**Goals**
a) Please answer from the forum thread: where can you check for the bike's manufacturing date?
b) Extract each line of the listing that contains the string "draw", treating case as significant.

**Provided passage**
★ ★ ★ ★ ★ ★ ★

# What Year is this S2 - 2011 or 2012?? Please help.



## Rob T (May 9, 2007)

Bike Shop received delivery of a warranty frame S2 in 2012 - Color white (which is 2011 color and I am sure made in 2011), however it was built up with 2012 Specs and 2012 list price of $2,800. 

So my questions are is the bike a true reflection of a 2012 bike and is asking price of full $2,800 list fair price to ask based on this situation? Is it fair to ask for discount. 

I understand the only basic difference is paint color but just a little confused on what to consider this bike and if I should be asking for discount based on situation. Also thinking of resale down the road and trying to explain this situation to a buyer, especially if it someone who follows Cervelo closely. I would not want the person to think I am deceiving them. 

Also is 2011 frame lighter than 2012?

Any thoughts appreciated. 

If I purchase I will be a new Cervelo owner and have not come across this situation before.


----------



## reality_V2 (Jul 20, 2010)

Well given the fact that there's no pic, I shall go off the info you've posted. The color white is indeed a 2011 model, it was built up as a full Rival bike with force chain and cassette. The list price on the 2011 bike was also 2800, but in my personal/completely biased personal opinion was built up with better componentry (no use of FSA stuff, only SRAM or 3T). That being said I don't think they've changed anything other than the paint so yes the frame is essentially the same thing. I would look to see if they bill it as a 2012 or a 2011 bike, because either way you can push for a discount, if it's a 2012 bike, call them on it because it's not a 2012 frame, if it's a 2011 bike ask them for a discount.

Wish you luck in your quest to get one


----------



## dimitris77 (Jul 4, 2011)

Just check the sticker under the bottom bracket. It should mention the manufacturing date.


----------

★ ★ ★ ★ ★ ★ ★

(Image boundary labeling listing)
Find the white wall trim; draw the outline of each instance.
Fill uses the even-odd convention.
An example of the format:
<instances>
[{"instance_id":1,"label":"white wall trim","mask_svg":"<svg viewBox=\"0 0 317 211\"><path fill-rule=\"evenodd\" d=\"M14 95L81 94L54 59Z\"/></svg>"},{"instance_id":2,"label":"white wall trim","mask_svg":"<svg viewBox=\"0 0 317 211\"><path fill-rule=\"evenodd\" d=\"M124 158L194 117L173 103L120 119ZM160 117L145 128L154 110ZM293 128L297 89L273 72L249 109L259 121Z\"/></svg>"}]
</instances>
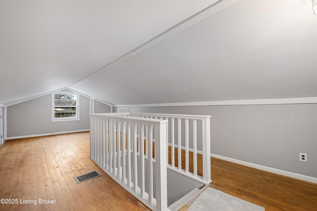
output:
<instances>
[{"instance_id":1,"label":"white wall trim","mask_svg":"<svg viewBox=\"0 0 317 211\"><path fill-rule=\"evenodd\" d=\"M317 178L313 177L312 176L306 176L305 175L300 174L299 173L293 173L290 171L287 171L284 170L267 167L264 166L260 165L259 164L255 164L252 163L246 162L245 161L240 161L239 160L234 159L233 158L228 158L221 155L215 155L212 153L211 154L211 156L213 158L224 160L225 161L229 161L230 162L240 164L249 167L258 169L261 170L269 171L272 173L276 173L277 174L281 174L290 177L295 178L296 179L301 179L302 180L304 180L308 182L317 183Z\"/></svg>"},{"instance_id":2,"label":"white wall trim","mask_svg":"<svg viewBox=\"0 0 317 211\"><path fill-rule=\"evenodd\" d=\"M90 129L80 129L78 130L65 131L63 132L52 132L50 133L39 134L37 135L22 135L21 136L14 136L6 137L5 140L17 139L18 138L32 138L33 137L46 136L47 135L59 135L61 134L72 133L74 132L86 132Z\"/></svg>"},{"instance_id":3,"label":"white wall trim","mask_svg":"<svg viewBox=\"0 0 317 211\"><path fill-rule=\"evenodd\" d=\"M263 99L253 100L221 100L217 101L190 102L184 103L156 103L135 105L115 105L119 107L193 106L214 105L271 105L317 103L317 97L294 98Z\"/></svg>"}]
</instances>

★ ★ ★ ★ ★ ★ ★

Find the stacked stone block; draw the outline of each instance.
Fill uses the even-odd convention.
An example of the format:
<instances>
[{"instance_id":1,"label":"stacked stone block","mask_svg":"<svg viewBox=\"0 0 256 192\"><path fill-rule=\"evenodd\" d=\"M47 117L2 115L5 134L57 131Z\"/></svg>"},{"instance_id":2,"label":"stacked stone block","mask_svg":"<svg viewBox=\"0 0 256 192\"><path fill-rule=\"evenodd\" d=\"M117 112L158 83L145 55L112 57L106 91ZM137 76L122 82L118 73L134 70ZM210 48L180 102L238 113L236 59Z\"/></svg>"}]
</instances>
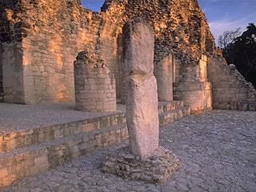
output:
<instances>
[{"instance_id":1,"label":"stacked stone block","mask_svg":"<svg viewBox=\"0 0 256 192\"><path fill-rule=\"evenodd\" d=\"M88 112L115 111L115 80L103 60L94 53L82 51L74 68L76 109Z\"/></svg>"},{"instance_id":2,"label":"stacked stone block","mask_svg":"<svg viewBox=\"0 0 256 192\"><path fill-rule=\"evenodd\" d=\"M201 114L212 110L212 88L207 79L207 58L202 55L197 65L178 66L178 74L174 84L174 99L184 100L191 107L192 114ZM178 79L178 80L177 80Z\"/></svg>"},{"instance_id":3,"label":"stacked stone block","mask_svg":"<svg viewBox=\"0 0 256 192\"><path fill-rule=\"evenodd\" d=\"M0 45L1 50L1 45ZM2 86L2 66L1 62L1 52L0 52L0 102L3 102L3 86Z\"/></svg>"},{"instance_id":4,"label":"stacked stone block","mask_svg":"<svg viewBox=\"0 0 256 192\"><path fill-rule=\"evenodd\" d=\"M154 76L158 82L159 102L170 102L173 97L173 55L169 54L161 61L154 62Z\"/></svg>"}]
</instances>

★ ★ ★ ★ ★ ★ ★

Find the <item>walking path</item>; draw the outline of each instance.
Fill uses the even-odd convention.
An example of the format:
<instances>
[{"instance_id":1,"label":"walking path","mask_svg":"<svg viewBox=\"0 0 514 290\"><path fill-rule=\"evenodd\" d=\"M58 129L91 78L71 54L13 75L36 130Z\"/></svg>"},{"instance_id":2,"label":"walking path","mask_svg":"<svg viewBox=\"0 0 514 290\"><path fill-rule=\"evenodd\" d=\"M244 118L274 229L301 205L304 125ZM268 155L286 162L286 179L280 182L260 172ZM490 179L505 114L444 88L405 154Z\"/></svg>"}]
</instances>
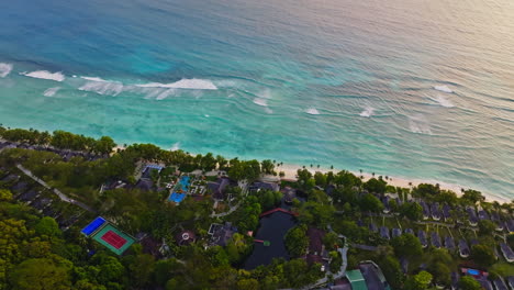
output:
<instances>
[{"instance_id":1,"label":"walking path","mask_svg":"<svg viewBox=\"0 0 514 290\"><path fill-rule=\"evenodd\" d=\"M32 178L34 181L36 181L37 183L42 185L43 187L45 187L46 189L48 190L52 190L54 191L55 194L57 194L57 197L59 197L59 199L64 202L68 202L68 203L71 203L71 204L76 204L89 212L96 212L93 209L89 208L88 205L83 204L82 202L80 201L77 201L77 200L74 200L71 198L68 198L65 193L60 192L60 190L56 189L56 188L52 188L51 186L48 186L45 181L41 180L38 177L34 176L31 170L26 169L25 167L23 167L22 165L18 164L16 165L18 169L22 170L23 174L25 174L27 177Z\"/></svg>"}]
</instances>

★ ★ ★ ★ ★ ★ ★

**Answers to the exercises**
a) On the sticker under the bottom bracket.

b)
Find the white wall trim; draw the outline of each instance.
Find the stacked stone block; draw the outline of each instance.
Find the <item>walking path</item>; draw the outline of each instance.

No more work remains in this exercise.